== Work task ==
Keeping each line exactly as it is, output all of the records.
- - - -
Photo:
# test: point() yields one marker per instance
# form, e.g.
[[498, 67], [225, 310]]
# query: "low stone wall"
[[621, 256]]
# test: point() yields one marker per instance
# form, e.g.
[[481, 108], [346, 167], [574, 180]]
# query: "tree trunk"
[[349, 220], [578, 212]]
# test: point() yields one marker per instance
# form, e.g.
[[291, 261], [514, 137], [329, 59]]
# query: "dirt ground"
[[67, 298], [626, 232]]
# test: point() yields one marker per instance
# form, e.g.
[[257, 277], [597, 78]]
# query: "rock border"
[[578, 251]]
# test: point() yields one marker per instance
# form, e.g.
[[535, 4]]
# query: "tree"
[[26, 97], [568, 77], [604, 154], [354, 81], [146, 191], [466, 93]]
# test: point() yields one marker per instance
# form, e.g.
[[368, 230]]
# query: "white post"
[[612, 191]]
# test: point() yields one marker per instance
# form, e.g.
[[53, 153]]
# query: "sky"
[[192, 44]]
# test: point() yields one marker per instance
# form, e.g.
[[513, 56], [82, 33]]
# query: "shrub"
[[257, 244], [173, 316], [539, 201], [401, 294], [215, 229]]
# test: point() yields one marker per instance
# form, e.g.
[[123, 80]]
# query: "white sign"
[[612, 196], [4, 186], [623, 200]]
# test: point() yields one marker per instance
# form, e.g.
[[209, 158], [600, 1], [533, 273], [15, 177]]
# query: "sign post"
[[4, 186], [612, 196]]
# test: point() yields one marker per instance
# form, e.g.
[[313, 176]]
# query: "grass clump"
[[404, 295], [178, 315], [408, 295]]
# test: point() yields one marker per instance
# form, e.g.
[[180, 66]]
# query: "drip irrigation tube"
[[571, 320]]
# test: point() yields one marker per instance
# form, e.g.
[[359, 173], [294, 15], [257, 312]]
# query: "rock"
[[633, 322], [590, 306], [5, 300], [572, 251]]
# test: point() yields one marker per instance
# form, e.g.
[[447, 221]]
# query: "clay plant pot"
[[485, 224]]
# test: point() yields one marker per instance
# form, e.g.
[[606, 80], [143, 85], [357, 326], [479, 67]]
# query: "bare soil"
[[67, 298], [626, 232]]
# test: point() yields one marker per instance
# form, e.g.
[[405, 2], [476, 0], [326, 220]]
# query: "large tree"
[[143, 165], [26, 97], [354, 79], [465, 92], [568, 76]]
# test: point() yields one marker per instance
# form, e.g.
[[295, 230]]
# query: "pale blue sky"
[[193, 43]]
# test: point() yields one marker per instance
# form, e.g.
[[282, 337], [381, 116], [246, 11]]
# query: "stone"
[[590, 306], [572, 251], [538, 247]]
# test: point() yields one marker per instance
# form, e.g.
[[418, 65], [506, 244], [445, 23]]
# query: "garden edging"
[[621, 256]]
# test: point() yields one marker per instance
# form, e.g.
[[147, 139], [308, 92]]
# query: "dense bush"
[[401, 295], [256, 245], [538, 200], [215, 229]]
- - - -
== Completed exercise ==
Photo:
# test: point() yields one marker per instance
# form, e.g.
[[498, 67], [225, 310]]
# query: "low stone wall"
[[621, 256]]
# test: point() yields one marker per instance
# form, e.g.
[[481, 108], [346, 167], [574, 180]]
# query: "tree trunk"
[[349, 220], [578, 212]]
# test: point() yields one marker per instance
# form, e.g.
[[291, 261], [514, 137], [329, 59]]
# query: "dirt ground"
[[67, 298], [626, 232]]
# test: point() yields one marker per instance
# form, e.g.
[[257, 277], [597, 78]]
# query: "rock border"
[[578, 251]]
# test: point() yields one marker per instance
# form, e.g.
[[535, 4]]
# query: "tree"
[[26, 97], [568, 77], [604, 154], [354, 81], [146, 191], [466, 93]]
# test: point() yields one marker per instance
# form, e.g.
[[368, 230]]
# query: "white post"
[[612, 191]]
# test: point() yields one marker per instance
# form, e.g.
[[53, 153]]
# query: "sky"
[[192, 44]]
# test: point() yields one marker per instance
# form, e.g.
[[513, 56], [82, 33]]
# query: "shrub"
[[257, 244], [173, 316], [539, 201], [401, 294], [215, 229]]
# test: point() yields one marker per instance
# form, e.g.
[[123, 80]]
# query: "white sign"
[[612, 196], [4, 186], [623, 200]]
# test: point() yields one marker per instance
# form, e.g.
[[209, 158], [600, 1], [533, 273], [15, 177]]
# query: "sign post"
[[4, 186], [612, 196]]
# test: point() yields one marker per instance
# form, e.g.
[[313, 176]]
# query: "grass clump"
[[404, 295], [178, 315], [408, 295]]
# test: point() yields one marker per instance
# form, e.g.
[[180, 66]]
# query: "drip irrigation tube"
[[571, 320]]
# test: point() yields one marker per instance
# form, e.g.
[[359, 173], [294, 15], [257, 312]]
# query: "rock"
[[633, 322], [590, 306], [5, 300], [572, 251]]
# test: point() yields one marker per instance
# form, e.g.
[[447, 221]]
# query: "clay plant pot"
[[485, 224]]
# test: point() yields one marker per instance
# form, e.g.
[[606, 80], [143, 85], [357, 326], [479, 67]]
# query: "bare soil"
[[67, 298], [626, 232]]
# test: point() yields one marker per instance
# form, e.g.
[[405, 2], [476, 0], [326, 220]]
# query: "large tree"
[[143, 165], [26, 97], [354, 79], [465, 92], [568, 76]]
# test: point() yields one marker per instance
# form, e.g.
[[295, 230]]
# query: "pale blue sky"
[[193, 43]]
# test: point() yields one marker per instance
# form, e.g.
[[282, 337], [381, 116], [246, 11]]
# query: "stone"
[[590, 306], [572, 251], [538, 247]]
# test: point() yields one marker per instance
# form, e.g.
[[418, 65], [506, 244], [445, 23]]
# query: "garden edging"
[[621, 256]]
# test: point() yields one marker per instance
# form, e.g.
[[147, 139], [308, 92]]
# query: "dense bush"
[[401, 295], [256, 245], [538, 200], [215, 229]]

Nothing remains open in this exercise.